_À FAIRE_.
1. D'après l'extrait sur les finances publiques belges, pourquoi le vieillissement de la population constitue-t-il une menace particulière pour la Belgique ? Répondez en une à trois phrases.
2. Poursuivez l'extrait sur les finances publiques belges à partir de sa dernière phrase.

_EXTRAIT DU TEXTE_.
>>
Trois bombes à retardement pèsent en outre sur les finances publiques belges, prolonge l’exposé. Dexia, tout d’abord, une banque » toxique » dont le coût annuel représente 6,6 milliards par an pour la France, selon la Cour des Comptes. » Chez nous, les partis traditionnels refusent que l’on enquête à ce sujet « , dit Bracke pour qui le dossier est » digne d’une république bananière « . Deuxième bombe : l’Europe et le fossé » culturel et économique » qui sépare le Nord et le Sud comme il sépare la Flandre et la Wallonie. Sur bien des paramètres, des dépenses publiques au chômage en passant par les impôts, l’évolution belge suit davantage les tendances françaises qu’allemandes, selon la N-VA. Attention, danger. D’autant que la troisième bombe est là : le vieillissement de la population. » Entre 2020 et 2060, il représentera un coût annuel de 10 % du PIB, bien plus qu’en France ou en Allemagne. Et notre pays est le moins bien préparé. »
<<
_ENTRÉES AFFICHÉES_.
>>
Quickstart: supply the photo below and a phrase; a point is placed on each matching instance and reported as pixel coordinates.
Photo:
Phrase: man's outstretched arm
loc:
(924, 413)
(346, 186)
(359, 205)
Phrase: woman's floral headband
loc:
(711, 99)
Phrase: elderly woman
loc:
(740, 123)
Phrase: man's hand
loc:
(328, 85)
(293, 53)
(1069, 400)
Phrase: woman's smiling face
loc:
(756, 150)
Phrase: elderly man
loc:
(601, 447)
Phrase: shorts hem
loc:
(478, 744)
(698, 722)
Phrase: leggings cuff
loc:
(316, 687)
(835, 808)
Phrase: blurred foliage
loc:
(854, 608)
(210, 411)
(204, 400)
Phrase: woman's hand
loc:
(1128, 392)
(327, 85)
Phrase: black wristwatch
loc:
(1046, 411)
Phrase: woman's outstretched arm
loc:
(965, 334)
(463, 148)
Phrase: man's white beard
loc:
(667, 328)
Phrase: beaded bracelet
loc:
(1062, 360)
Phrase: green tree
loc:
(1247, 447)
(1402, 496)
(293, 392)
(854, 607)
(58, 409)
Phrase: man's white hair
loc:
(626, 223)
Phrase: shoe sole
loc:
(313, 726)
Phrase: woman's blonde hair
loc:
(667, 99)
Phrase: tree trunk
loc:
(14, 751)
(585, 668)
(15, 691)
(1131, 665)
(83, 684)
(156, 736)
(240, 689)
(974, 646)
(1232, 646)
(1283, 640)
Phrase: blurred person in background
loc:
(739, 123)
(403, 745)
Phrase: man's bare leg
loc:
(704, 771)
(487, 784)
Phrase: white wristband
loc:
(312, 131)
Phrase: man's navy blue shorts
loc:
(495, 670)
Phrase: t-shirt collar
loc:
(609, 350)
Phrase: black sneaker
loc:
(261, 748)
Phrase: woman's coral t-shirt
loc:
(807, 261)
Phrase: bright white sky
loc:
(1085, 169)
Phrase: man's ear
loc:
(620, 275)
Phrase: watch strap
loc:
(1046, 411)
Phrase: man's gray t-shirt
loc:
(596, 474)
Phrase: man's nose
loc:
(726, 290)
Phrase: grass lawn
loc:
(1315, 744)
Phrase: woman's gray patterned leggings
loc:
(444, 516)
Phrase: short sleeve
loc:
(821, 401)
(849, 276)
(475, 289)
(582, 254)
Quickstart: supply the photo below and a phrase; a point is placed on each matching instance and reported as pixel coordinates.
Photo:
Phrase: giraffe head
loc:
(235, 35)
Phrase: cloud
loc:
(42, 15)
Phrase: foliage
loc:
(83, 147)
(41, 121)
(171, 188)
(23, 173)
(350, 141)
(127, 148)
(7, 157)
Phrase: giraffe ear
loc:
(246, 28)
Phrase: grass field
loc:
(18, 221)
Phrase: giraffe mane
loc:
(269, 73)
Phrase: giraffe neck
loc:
<<
_RÉSULTATS_.
1. Entre 2020 et 2060, le vieillissement de la population représentera un coût annuel de 10 % du PIB, bien plus qu'en France ou en Allemagne. De plus, la Belgique est le pays le moins bien préparé à y faire face.

2.
Ce show des mauvaises nouvelles épingle encore le coût du travail, bien trop élevé chez nous. » C’est un problème gigantesque pour notre compétitivité. Di Rupo dit : on ne touche pas aux classes moyennes. C’est faux ! » Et de multiplier les chiffres sur notre pression fiscale, beaucoup trop importante. Pour la Flandre, surtout. A l’écran, une vidéo de l’Open VLD Herman De Croo passe en boucle, répétant : » Sur un milliard d’impôts levés, 800 millions viennent de Flandre. »
» Doit-on se féliciter de ce que l’on obtient en retour de ces impôts payés, comme dans les pays scandinaves ? » interroge Bracke. Il reconnaît que » les avis divergent à ce sujet « . Mais dénonce pêle-mêle la pauvreté grandissante en Wallonie, le montant peu élevé des pensions en comparaison avec d’autres pays ou le coût des soins de santé. » Mais c’est vrai, nous sommes le seul pays avec des allocations chômage illimitées dans le temps « , raille-t-il. Avant de préciser : » Si j’étais encore journaliste, je n’aurais pas tiré d’autres constats. » La démonstration est faite, la conclusion évidente : » Pas de Di Rupo II ! » La salle applaudit, conquise.
» Nous le faisons mieux nous-mêmes »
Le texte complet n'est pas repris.